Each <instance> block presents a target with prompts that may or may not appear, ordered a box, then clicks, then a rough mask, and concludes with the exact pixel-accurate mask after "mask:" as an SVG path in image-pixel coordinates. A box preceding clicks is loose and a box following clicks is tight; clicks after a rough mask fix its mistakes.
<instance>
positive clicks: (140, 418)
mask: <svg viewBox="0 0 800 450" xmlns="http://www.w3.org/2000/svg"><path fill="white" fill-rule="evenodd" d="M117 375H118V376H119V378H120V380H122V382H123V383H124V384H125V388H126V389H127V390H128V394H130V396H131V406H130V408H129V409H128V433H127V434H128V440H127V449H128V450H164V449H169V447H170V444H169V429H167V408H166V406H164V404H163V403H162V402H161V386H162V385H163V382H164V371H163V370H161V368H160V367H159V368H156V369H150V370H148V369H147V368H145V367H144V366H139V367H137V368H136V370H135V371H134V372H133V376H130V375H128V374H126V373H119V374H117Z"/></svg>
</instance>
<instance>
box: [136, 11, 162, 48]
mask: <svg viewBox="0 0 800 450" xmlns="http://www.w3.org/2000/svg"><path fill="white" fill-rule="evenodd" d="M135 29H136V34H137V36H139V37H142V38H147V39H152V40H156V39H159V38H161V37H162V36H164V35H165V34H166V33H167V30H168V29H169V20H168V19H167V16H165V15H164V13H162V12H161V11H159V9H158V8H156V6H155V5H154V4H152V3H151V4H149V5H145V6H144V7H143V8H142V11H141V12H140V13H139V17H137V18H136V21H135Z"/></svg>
------
*TASK DESCRIPTION*
Repeat the entries above verbatim.

*SOLUTION TO THIS EXERCISE*
Each <instance> block presents a target with prompts that may or may not appear, ordered a box, then clicks, then a rough mask, and concludes with the exact pixel-accurate mask after "mask:" as an SVG path in image-pixel coordinates. A box preceding clicks is loose and a box following clicks is tight; clicks after a rough mask fix its mistakes.
<instance>
positive clicks: (140, 418)
mask: <svg viewBox="0 0 800 450" xmlns="http://www.w3.org/2000/svg"><path fill="white" fill-rule="evenodd" d="M117 375H118V376H119V378H120V380H122V382H123V383H124V384H125V388H126V389H127V390H128V394H130V396H131V406H130V408H129V409H128V433H127V434H128V440H127V449H128V450H164V449H169V447H170V444H169V429H167V408H166V406H164V404H163V403H162V402H161V386H162V385H163V382H164V371H163V370H161V368H160V367H159V368H156V369H150V370H148V369H147V368H145V367H144V366H139V367H137V368H136V370H135V371H134V372H133V376H130V375H128V374H126V373H119V374H117Z"/></svg>
</instance>
<instance>
box: [136, 11, 162, 48]
mask: <svg viewBox="0 0 800 450" xmlns="http://www.w3.org/2000/svg"><path fill="white" fill-rule="evenodd" d="M135 29H136V34H137V36H139V37H142V38H147V39H152V40H156V39H159V38H161V37H162V36H164V35H165V34H166V33H167V30H168V29H169V20H168V19H167V16H165V15H164V13H162V12H161V11H159V9H158V8H156V6H155V5H154V4H152V3H151V4H149V5H145V6H144V7H143V8H142V11H141V12H140V13H139V17H137V18H136V21H135Z"/></svg>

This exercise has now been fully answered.